Given exercise: Extract every line of the listing below that contains the string "restaurant". Case counts.

Exercise inputs:
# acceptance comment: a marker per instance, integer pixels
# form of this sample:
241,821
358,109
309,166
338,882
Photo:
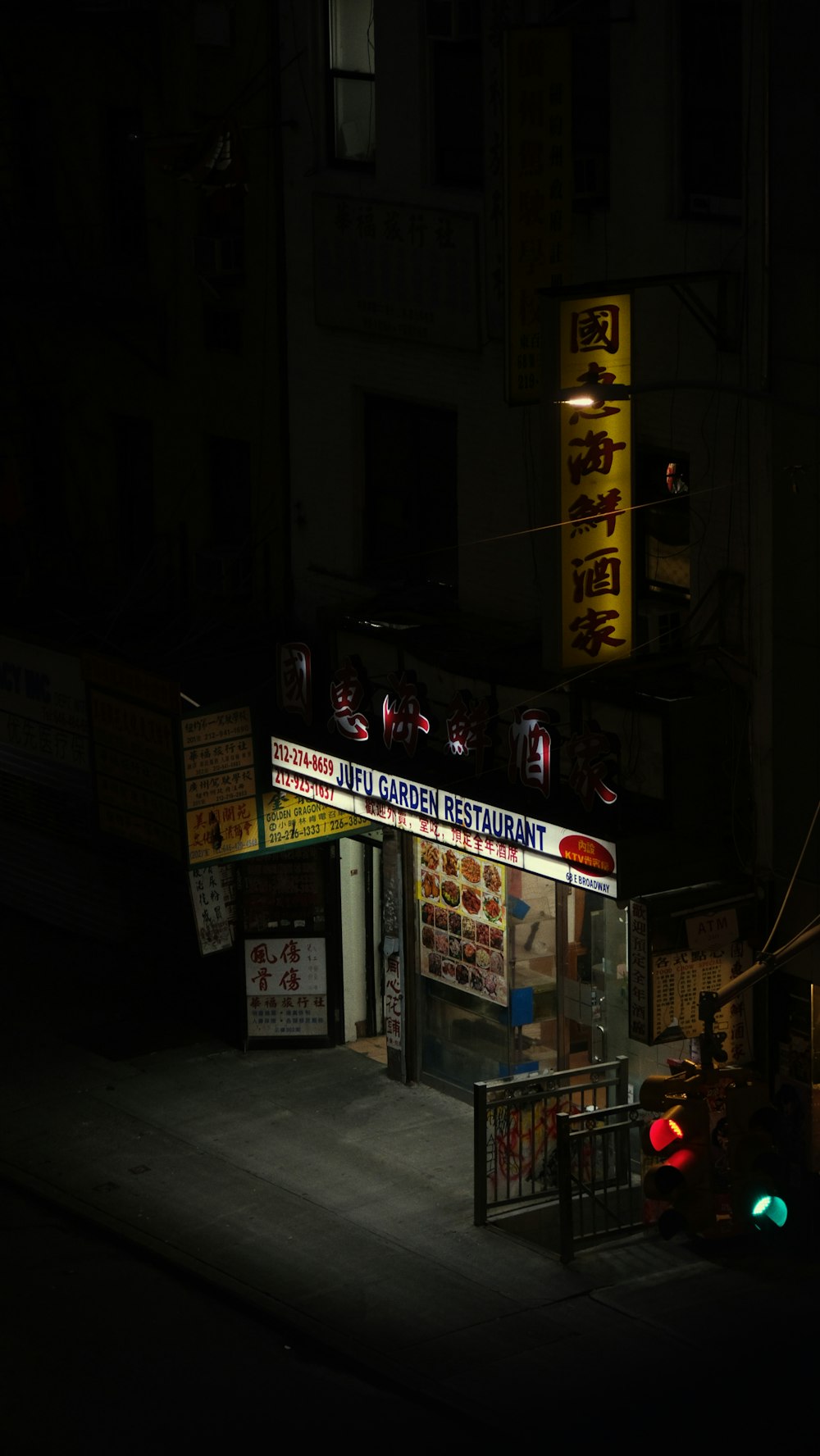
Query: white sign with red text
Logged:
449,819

==

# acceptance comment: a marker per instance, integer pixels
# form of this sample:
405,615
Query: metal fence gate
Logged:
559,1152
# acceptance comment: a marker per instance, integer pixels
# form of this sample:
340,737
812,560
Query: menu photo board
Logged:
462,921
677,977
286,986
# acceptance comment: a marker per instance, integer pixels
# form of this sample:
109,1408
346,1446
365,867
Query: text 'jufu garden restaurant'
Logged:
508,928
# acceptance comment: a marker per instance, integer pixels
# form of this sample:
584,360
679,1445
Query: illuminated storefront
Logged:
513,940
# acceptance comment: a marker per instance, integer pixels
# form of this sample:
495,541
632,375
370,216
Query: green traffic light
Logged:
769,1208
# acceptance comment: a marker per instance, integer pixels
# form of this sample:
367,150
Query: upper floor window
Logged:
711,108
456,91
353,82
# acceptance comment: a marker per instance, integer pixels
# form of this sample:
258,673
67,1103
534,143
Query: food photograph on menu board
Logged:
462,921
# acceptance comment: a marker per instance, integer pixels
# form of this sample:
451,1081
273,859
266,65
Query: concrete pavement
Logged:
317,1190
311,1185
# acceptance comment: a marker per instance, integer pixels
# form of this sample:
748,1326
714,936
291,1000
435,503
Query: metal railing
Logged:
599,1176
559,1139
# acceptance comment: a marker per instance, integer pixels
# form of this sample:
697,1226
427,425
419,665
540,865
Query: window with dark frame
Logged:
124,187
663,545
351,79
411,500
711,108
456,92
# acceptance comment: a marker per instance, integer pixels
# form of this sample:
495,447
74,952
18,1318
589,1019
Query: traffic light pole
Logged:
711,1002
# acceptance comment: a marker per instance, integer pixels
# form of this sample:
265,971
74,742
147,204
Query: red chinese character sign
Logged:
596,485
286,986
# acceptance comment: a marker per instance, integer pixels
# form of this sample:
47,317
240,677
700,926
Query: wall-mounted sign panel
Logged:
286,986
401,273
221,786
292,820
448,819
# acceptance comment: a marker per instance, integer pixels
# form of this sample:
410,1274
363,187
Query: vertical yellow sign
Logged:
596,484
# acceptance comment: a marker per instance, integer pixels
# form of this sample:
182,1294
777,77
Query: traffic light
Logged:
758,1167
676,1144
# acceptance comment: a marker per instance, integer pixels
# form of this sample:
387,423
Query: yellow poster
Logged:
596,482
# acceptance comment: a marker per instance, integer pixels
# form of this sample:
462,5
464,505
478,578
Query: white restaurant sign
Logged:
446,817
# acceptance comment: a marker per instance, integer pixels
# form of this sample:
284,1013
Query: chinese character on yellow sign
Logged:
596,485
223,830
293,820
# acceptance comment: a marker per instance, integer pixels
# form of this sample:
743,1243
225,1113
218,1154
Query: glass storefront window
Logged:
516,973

Response:
Query: text 'jufu garden restaurant'
Query: white restaurant sign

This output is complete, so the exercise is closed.